They walked two miles to the little rock school house in Lindon and two miles home. He was baptized in the canal on his eight birthday by his father.

When he was nearly 11 he met with a serious accident. On the way home from an errand his horse ran away with him and drug the boy’s leg along a barb wire fence. A large piece of muscle in the fleshy part of the calf of his leg was nearly cut loose. His father had to help him off the horse. Dr. Rogers without anesthetics (unknown them) sewed up the worst part. Mother was a good nurse and eventually the sore leg was well, but we had to heat sacks of salt for several days and nights.

In the fall of 1892 he had malaria fever and was out of school for some time. When he was well enough to go back to school, Mother went to Fountain Green for a few days. Jim got pleurisy we thought so we put hot packs on him. By the time mother got home he was better but we had to heat the sack of salt again for several days and nights.

Early in Oct. 1891, father was called to serve as a missionary in the North Central States Mission. Two boys, 13 and 14, were left to take care of the farm, do the chores, and go to school. Frank Banks used to volunteer a few days during the hauling of hay and harvesting. He was ordained successively to the office of Deacon, Teacher, and priest.

About this time the older children having finished their school work at the Stringtown school must go to Pleasant Grove, a distance of three miles. In the spring of 1896 their elementary work was finished and in September of that year James entered the B.Y. Academy. In December of that year he married Emma Idella Cobbley, daughter of Charley A. and Emma Davis Cobbley.

In 1897 he entered the U of U where he continued for two years. He worked hard early and late; usually rising at 4 A. M. to study till time for school. At the end of the 2nd year, he was qualified to take a school in the Grammar Grades. He took the State Teachers examination in the summer of 1898 and received his certificate and began to teach in September at the Lindon School. He worked just as hard as a teacher as he had as a student, not only to bring his pupils up to a higher standard, but to continue his own studies. His first year of teaching was a hard one. He had grown up with the people of this community and was so much a part of it that people could hardly realize that one of their own number, so young and inexperience would undertake to train their young people, some of whom were as large as he was and not very very much younger. He had a real struggle to convert the parents and some of the students that he was master of this situation and expected to remain so at any cost. By the end of the first few week he had made all concerned realize that he was in earnest and old and young alike respected Mr. Walker. He taught in Lindon 3 years, during which time he was active in the church, working in Sunday School, Mutual, and as Choir Leader. He was ordained an elder by Bp. James Cobbley in the late summer of 1897 and took his family to Pleasant Grove in the little house owned by Aunt Catharine White. He sold his home in town and bought the Jas. T. Thorned property east of town so that his boys could have a place to work and play. In 1901 he was made Principal of the Pleasant Grove School District.

### Goals
[1] List each office to which, according to the biographical sketch, he was ordained.
[2] Quote the part of the biographical sketch that begins at the words "In the fall" and stops after the words "Teacher, and priest.".

### Data records

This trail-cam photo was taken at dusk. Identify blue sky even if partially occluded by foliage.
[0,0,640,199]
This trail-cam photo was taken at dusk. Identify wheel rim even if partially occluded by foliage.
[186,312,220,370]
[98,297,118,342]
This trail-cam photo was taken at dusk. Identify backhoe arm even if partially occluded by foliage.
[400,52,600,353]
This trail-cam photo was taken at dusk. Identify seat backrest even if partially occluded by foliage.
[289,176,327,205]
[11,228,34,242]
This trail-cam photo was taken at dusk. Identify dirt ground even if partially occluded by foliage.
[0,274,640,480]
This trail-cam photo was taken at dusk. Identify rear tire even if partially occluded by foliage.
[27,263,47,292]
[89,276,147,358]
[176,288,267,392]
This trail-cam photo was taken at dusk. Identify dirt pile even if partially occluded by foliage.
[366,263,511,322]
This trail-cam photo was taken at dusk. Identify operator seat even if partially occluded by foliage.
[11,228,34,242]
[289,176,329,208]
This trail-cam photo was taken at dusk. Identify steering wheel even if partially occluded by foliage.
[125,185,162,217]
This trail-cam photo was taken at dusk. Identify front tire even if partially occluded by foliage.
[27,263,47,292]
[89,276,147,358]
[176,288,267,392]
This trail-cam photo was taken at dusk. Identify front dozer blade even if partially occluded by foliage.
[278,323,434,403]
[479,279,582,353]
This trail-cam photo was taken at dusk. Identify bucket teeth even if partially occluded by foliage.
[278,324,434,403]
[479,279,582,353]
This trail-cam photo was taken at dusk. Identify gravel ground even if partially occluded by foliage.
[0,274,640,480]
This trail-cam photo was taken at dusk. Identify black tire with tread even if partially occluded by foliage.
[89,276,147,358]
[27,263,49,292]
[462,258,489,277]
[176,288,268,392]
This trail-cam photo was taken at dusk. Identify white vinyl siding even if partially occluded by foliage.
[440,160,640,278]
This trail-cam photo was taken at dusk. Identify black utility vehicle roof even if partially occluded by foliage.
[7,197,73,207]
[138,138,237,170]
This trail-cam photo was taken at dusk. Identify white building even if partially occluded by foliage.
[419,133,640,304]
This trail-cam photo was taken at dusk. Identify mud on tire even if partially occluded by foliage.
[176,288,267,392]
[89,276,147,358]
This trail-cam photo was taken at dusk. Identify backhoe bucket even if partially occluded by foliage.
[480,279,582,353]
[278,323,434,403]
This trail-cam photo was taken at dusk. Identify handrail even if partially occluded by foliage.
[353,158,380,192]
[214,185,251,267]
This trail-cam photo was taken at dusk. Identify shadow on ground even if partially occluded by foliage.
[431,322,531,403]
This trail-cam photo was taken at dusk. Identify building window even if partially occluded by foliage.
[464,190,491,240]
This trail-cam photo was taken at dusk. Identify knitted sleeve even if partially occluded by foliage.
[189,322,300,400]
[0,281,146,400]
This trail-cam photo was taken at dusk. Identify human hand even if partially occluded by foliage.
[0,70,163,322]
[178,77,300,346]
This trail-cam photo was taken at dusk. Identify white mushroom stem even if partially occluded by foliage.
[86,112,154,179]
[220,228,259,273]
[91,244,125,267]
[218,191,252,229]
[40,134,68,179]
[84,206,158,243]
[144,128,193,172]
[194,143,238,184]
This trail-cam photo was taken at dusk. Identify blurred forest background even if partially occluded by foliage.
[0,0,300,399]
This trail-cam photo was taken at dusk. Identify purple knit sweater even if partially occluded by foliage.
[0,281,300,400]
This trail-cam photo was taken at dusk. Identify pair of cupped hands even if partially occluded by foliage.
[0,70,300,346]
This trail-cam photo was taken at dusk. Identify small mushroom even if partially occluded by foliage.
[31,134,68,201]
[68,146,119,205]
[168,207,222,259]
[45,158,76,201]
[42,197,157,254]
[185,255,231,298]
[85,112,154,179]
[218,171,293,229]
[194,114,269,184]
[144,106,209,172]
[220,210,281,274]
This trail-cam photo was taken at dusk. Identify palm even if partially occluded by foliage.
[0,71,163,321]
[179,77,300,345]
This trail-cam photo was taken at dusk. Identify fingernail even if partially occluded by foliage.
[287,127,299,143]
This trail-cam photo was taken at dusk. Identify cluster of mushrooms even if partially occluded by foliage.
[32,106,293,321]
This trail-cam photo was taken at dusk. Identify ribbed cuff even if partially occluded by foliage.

### List of solutions
[1] Deacon, Teacher, priest, elder

[2]
In the fall of 1892 he had malaria fever and was out of school for some time. When he was well enough to go back to school, Mother went to Fountain Green for a few days. Jim got pleurisy we thought so we put hot packs on him. By the time mother got home he was better but we had to heat the sack of salt again for several days and nights.

Early in Oct. 1891, father was called to serve as a missionary in the North Central States Mission. Two boys, 13 and 14, were left to take care of the farm, do the chores, and go to school. Frank Banks used to volunteer a few days during the hauling of hay and harvesting. He was ordained successively to the office of Deacon, Teacher, and priest.